PROBLEM A: Which distinct calendar dates does the congressional update on government funding mention? List them in order of first appearance.
PROBLEM B: Copy out the congressional update on government funding from "This comes after" to "a border wall.".
PROBLEM C: Continue the congressional update on government funding from the point where it stops.

Washington Insights & Highlights
January 25, 2019
Congressional Update

Short-Term Deal Reached to Re-open Government  

On Friday, January 25, Congress and the White House reached a deal re-open the government for three weeks. Congress will move to pass a continuing resolution (CR) through February 15, funding the reminder of the government at current levels, without any additional funding for a U.S.-Mexico border wall. During this time, lawmakers will negotiate a border security deal and pass funding through the reminder of Fiscal Year (FY) 2019.

This comes after Congress made several failed attempts this week to fund the government. The House of Representatives voted for a tenth time on legislation that would re-open the government, passing a six-bill spending package that combines the remaining fiscal 2019 appropriations bills agreed upon by the House and Senate last year, along with a CR for the Department of Homeland Security through February 28. Next week, House Democrats are aiming to release a proposed full-year Homeland Security measure, which could include at least $5.7 billion for border security, but no new funding for a border wall.

The Senate took two procedural votes on Thursday, January 24, on government funding legislation:

  • a package which includes $5.7 billion for the wall and temporary protections for some undocumented immigrants, including Deferred Action for Childhood Arrivals (DACA) recipients, as well as disaster aid funding;
  • and a clean, House-passed CR running through February 8.

RECORDED INFORMATION:
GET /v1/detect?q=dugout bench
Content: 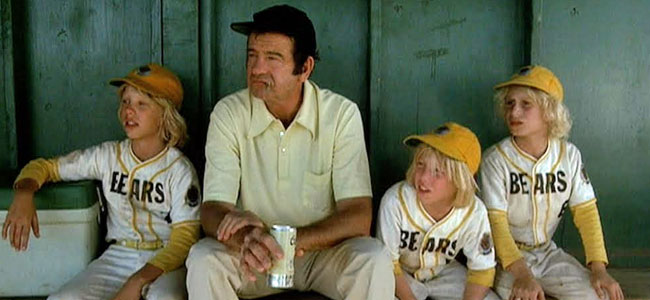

ANSWER A:
- January 25, 2019
- February 15
- February 28
- January 24
- February 8

ANSWER B:
This comes after Congress made several failed attempts this week to fund the government. The House of Representatives voted for a tenth time on legislation that would re-open the government, passing a six-bill spending package that combines the remaining fiscal 2019 appropriations bills agreed upon by the House and Senate last year, along with a CR for the Department of Homeland Security through February 28. Next week, House Democrats are aiming to release a proposed full-year Homeland Security measure, which could include at least $5.7 billion for border security, but no new funding for a border wall.

ANSWER C:
Both failed to reach the necessary 60-vote threshold to pass. The White House continues to maintain its position that the President will not sign any legislation to re-open the government unless it includes wall funding.

Science agencies that are not subject to the partial shutdown, including the Department of Energy (DOE) and National Institutes of Health (NIH), are also beginning to feel the effects. House Science Chairwoman Eddie Bernice Johnson (D-TX) is asking DOE to explain reports that employees, within the Office of Energy Efficiency and Renewable Energy and the Advanced Research Projects Agency­Energy (ARPA-E), were ordered to cancel upcoming agency-sponsored travel.

Additionally, the shutdown could impact the legal case over Harvard University’s admissions policies. The Justice Department is one of the agencies under the partial shutdown, and federal courts are only expected to be able to operate until the end of the month. The White House is asking agencies to provide a list of programs that would be most impacted if the shutdown stretches into March or April.

On Wednesday, January 23, CGS joined a coalition letter to the President and Congressional leaders calling for an end to the shutdown and voicing concerns around the impact of the funding lapse on science and research conduct by the National Science Foundation and other federal agencies. 

Makeup of House Committees Welcomes New Members

This week, House Speaker Nancy Pelosi (D-CA) announced the addition of nine new Democratic members, including eight freshmen, to the Science, Space and Technology Committee. Additionally, two more Democrats were added to the Education and Labor Committee, and committee Republicans released their full roster, which includes ten new members.

Bill Aims to Help Veterans into STEM Careers

Bipartisan legislation introduced by Senators Marco Rubio (R-FL) and Amy Klobuchar (D-MN) aims to help veterans re-entering the workforce find jobs in STEM-related occupations. The Supporting Veterans in STEM Careers Act (S. 153) would direct the National Science Foundation to encourage veterans to pursue STEM careers and require the Office of Science and Technology Policy to coordinate programs across the federal government that train and transition veterans into the STEM workforce.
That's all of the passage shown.